Information shown:
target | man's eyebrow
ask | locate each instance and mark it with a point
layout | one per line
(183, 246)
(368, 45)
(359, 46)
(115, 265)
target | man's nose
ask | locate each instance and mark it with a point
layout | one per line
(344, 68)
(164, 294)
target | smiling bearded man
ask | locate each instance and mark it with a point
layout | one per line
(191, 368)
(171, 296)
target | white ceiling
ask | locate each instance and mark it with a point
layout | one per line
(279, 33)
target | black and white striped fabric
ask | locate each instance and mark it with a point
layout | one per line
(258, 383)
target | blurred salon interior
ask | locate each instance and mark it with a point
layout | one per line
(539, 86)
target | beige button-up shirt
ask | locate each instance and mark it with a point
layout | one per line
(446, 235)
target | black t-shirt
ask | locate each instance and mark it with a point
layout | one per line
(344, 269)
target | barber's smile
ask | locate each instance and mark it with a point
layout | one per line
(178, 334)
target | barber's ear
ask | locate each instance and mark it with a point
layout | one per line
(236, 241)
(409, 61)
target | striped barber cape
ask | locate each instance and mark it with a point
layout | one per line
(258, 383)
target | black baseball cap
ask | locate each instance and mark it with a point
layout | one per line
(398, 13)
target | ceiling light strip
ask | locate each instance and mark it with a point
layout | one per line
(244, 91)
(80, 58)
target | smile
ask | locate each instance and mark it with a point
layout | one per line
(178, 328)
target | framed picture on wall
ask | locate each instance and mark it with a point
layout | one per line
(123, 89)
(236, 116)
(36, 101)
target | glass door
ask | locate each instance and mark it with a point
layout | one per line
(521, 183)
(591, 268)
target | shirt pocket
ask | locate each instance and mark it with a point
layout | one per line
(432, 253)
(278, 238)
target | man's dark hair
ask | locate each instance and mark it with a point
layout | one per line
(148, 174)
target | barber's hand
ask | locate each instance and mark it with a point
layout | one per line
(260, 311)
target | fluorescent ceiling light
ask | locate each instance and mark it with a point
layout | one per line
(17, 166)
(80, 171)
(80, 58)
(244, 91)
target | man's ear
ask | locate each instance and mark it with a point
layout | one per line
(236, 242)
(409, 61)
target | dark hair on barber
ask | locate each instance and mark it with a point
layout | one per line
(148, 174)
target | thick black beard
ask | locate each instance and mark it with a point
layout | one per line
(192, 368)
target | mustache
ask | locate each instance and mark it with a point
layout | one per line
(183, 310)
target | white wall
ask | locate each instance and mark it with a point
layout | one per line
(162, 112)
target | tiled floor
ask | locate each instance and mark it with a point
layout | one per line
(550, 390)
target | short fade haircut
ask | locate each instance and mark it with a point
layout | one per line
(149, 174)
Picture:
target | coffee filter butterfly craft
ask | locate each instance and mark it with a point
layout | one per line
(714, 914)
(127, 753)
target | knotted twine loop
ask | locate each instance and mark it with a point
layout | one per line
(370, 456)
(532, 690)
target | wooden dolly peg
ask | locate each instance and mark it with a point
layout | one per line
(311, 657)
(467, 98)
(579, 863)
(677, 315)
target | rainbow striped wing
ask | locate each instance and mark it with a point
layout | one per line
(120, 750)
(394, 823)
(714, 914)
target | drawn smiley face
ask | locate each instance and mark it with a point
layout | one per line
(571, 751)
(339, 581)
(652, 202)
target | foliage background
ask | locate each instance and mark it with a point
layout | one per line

What the task asks:
Pull out every line in the material above where "barber" occurs.

Response area:
target | barber's smile
target | barber's ear
target | striped barber cape
target | barber's hand
target | dark hair on barber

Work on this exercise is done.